■ Page extract ■
---+---

# Problem posting pics.



## johnnyt (Apr 6, 2013)

Is anyone else having problems posting pics? I've never had a problem before but as of last night the editor page has this subtitle..........

The rich text editor is not compatible with your browser. You may see some HTML source displayed. Any BBCode you enter will be converted to HTML when you save.

And when I click on the add photo icon it gives me the the option to input image URL. No way to upload from my device. Any ideas?


----------



## johnnyt (Apr 6, 2013)

Anyone?


----------



## kathrynn (Apr 6, 2013)

Hi Johnny!  Are you using your cell to upload?  If you are...change to the mobile settings.

Kat


----------



## johnnyt (Apr 7, 2013)

I'm using my ipad, and I always use the desktop option. I tried mobile but it only lets me upload one image at a time and its a 3rd of the size it should be.


----------



## kathrynn (Apr 7, 2013)

That is the only problem with the Ipads and the Kindles....I can only load one at a time too.  I am not a computer "person"....and that would be my only solution!

When some of the other folks get back from the Gathering...they may be able to help more.  BUT...you click the size you want when you upload them...small...up to large. If folks want a closer look they click the picture and it makes it huge!

Kat


----------

---+---

■ Given records ■
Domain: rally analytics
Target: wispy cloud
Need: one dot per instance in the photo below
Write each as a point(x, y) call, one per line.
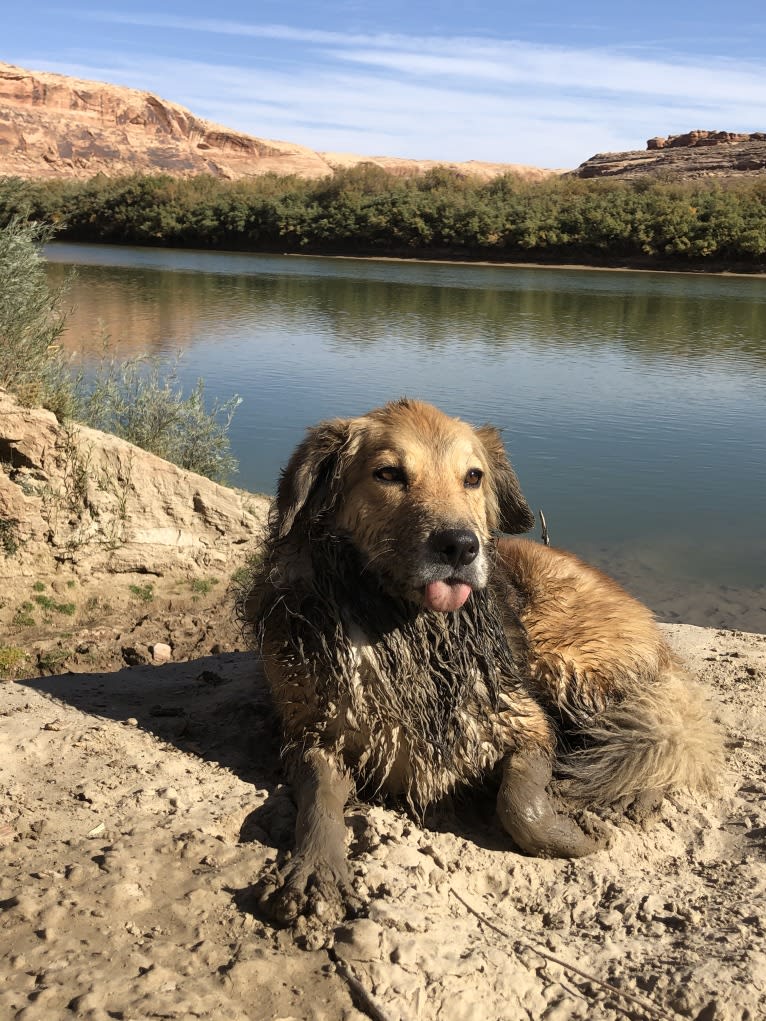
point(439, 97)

---+---

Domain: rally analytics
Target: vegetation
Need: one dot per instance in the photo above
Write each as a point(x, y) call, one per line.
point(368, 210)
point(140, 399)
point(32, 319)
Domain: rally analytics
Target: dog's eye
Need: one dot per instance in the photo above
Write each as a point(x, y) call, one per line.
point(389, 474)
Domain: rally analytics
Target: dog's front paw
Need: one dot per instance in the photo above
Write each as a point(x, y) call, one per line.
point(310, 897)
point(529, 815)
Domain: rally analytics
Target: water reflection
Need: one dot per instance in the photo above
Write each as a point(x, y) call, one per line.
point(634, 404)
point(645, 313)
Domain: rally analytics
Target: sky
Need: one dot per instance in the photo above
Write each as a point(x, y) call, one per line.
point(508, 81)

---+---

■ Written tasks ■
(A) Answer the following questions from the forum thread, one line each, using the same markers:
(i) What device does johnnyt say he is using?
(ii) According to the editor subtitle, what will any BBCode entered be converted to on saving?
(iii) From what event does kathrynn say some of the other folks are getting back?
(B) State how many lines of the rows contain the string "Target", with case counting, and give only the number.

■ Answers provided ■
(A)
(i) An iPad.
(ii) HTML.
(iii) The Gathering.

(B) 6